• Lesetext:
···
2005/388/EG: Beschluss der Kommission vom 2. Mai 2005 betreffend die erforderlichen Maßnahmen im Zusammenhang mit einem Handelshemmnis, das in den von Brasilien beibehaltenen Handelspraktiken mit Auswirkungen auf den Handel mit runderneuerten Reifen besteht (Bekannt gegeben unter Aktenzeichen K(2005) 1302)

ABl. L 272M vom 18.10.2005, p. 305–306 (MT)
ABl. L 128 vom 21.5.2005, p. 71–72 (ES, CS, DA, DE, ET, EL, EN, FR, IT, LV, LT, HU, NL, PL, PT, SK, SL, FI, SV)

Dieses Dokument wurde in einer Sonderausgabe veröffentlicht. (BG, RO, HR)

Legal status of the document In force

ELI: http://data.europa.eu/eli/dec/2005/388/oj

21.5.2005   

DE

Amtsblatt der Europäischen Union

L 128/71


BESCHLUSS DER KOMMISSION

vom 2. Mai 2005

betreffend die erforderlichen Maßnahmen im Zusammenhang mit einem Handelshemmnis, das in den von Brasilien beibehaltenen Handelspraktiken mit Auswirkungen auf den Handel mit runderneuerten Reifen besteht

(Bekannt gegeben unter Aktenzeichen K(2005) 1302)

(2005/388/EG)

DIE KOMMISSION DER EUROPÄISCHEN GEMEINSCHAFTEN —

gestützt auf den Vertrag zur Gründung der Europäischen Gemeinschaft,

gestützt auf die Verordnung (EG) Nr. 3286/94 des Rates vom 22. Dezember 1994 (1) zur Festlegung der Verfahren der Gemeinschaft im Bereich der gemeinsamen Handelspolitik zur Ausübung der Rechte der Gemeinschaft nach internationalen Handelsregeln, insbesondere den im Rahmen der Welthandelsorganisation (WHO) vereinbarten Regeln, insbesondere auf Artikel 12 Absatz 1 und Artikel 13 Absatz 2,

in Erwägung nachstehender Gründe:

(1)
···
• Liste der Datensätze:
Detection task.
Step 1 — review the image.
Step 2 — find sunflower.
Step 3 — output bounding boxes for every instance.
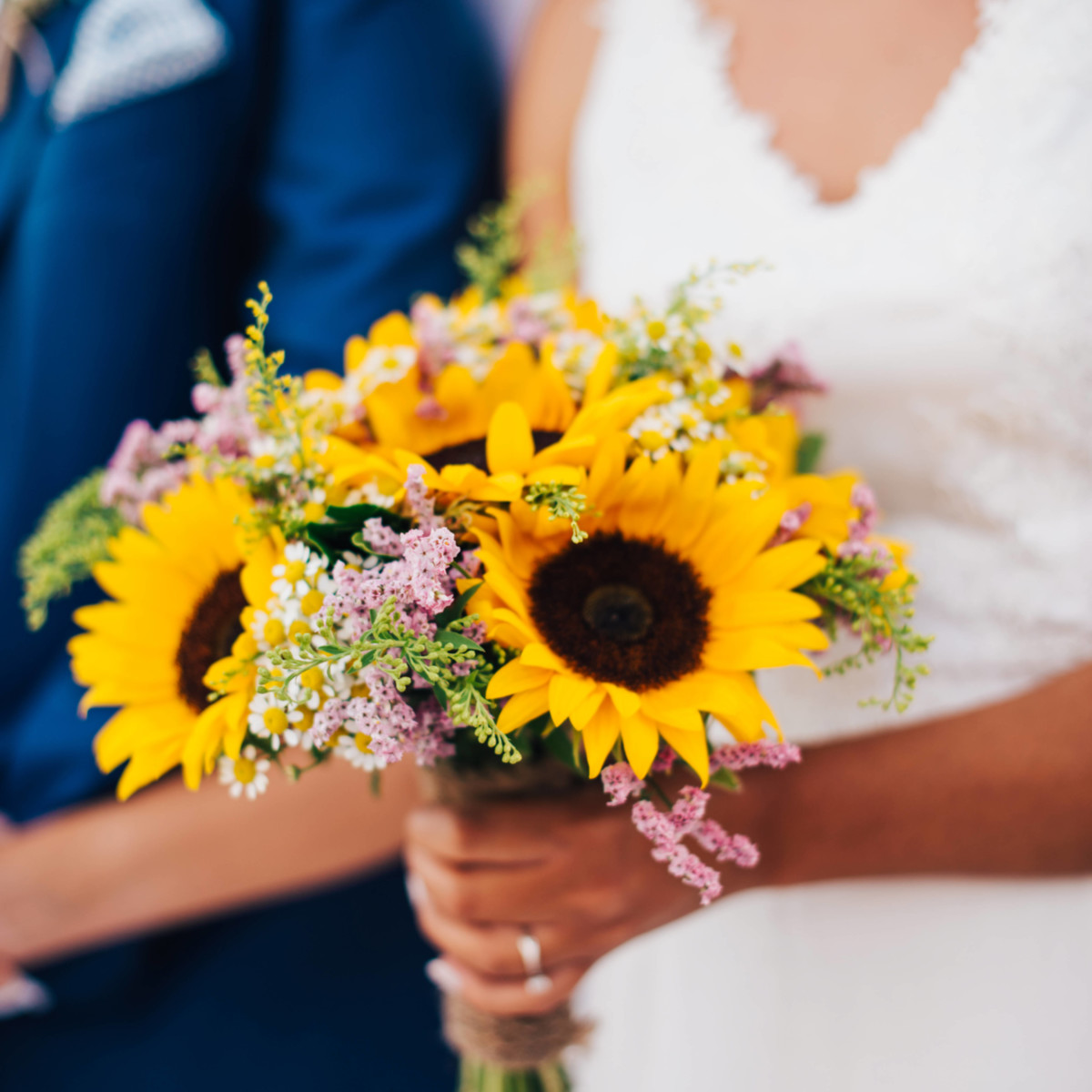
[321,383,654,517]
[69,479,278,799]
[470,436,828,780]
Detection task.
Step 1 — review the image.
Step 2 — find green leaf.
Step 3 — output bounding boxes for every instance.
[18,470,125,629]
[351,531,398,561]
[327,504,413,535]
[433,629,485,652]
[435,580,481,629]
[304,504,413,561]
[796,432,826,474]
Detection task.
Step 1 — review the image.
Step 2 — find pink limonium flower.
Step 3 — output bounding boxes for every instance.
[405,463,443,531]
[850,481,879,541]
[749,342,826,416]
[311,670,455,766]
[99,420,197,526]
[600,763,644,808]
[709,741,801,772]
[327,528,459,640]
[602,786,759,906]
[102,334,258,525]
[766,500,812,550]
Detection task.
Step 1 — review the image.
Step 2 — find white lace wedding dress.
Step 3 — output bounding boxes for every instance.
[571,0,1092,1092]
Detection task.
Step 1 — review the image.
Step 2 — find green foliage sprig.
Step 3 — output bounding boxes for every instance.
[18,470,125,630]
[258,596,521,763]
[799,556,933,713]
[523,481,588,542]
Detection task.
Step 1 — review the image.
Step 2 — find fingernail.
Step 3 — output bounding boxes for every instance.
[425,959,463,994]
[406,873,428,906]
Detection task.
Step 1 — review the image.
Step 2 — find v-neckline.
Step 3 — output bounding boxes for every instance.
[688,0,1006,214]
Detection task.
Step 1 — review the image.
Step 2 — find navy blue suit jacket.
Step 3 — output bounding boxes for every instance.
[0,0,499,1092]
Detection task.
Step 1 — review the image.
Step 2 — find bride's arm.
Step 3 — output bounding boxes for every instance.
[406,666,1092,1012]
[0,761,416,969]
···
• Ziel: Zitieren Sie bitte aus dem Kommissionsbeschluss die Stelle von „Amtsblatt der Europäischen“ bis „(2005/388/EG)“. Die Datensätze werden hier nicht gebraucht.

• Lösung:
Amtsblatt der Europäischen Union

L 128/71


BESCHLUSS DER KOMMISSION

vom 2. Mai 2005

betreffend die erforderlichen Maßnahmen im Zusammenhang mit einem Handelshemmnis, das in den von Brasilien beibehaltenen Handelspraktiken mit Auswirkungen auf den Handel mit runderneuerten Reifen besteht

(Bekannt gegeben unter Aktenzeichen K(2005) 1302)

(2005/388/EG)